- **Extracted text**
Account for latency trends. The web is getting more JavaScript-heavy, and bot-protection is getting more aggressive. Page load times and interaction times are trending up, not down. An architecture designed for today's 3-second page loads needs headroom for tomorrow's 5-second page loads.

Try it yourself. TinyFish offers 500 free steps with no credit card required. Run your existing workflow through our infrastructure and compare the latency waterfall against your current stack. The difference is measurable in the first run.

Frequently Asked Questions

What is the biggest source of latency in AI agent pipelines?

Browser session cold starts. While LLM inference gets the most attention, it typically accounts for only 1 to 3 seconds per turn. Browser cold starts on many cloud providers add 5 to 10 seconds per session. In multi-step workflows, this overhead compounds. TinyFish maintains browser cold starts under 250ms through pre-warmed browser pools, which eliminates the single largest latency bottleneck in most agent pipelines.

Why is my AI agent so slow even though the LLM responds quickly?

Most agent latency lives in the web infrastructure layer, not the model. A single agent turn that involves searching, fetching a page, and navigating a site can accumulate 10 to 20 seconds of infrastructure overhead in a fragmented multi-tool stack. The latency comes from cross-service network round trips, browser cold starts, authentication handshakes between tools, and sequential page rendering. Switching to unified infrastructure where all operations share the same underlying system can compress this to 2 to 5 seconds.

- **Data shown**
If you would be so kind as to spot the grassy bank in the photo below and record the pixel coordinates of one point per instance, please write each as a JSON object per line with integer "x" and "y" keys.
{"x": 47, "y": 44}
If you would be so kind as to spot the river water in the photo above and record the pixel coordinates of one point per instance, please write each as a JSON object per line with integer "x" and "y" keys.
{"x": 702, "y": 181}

- **Work instruction**
Copy out word for word the stretch of the agent latency text from "Try it yourself." through "most agent pipelines.".

- **Written answer**
Try it yourself. TinyFish offers 500 free steps with no credit card required. Run your existing workflow through our infrastructure and compare the latency waterfall against your current stack. The difference is measurable in the first run.

Frequently Asked Questions

What is the biggest source of latency in AI agent pipelines?

Browser session cold starts. While LLM inference gets the most attention, it typically accounts for only 1 to 3 seconds per turn. Browser cold starts on many cloud providers add 5 to 10 seconds per session. In multi-step workflows, this overhead compounds. TinyFish maintains browser cold starts under 250ms through pre-warmed browser pools, which eliminates the single largest latency bottleneck in most agent pipelines.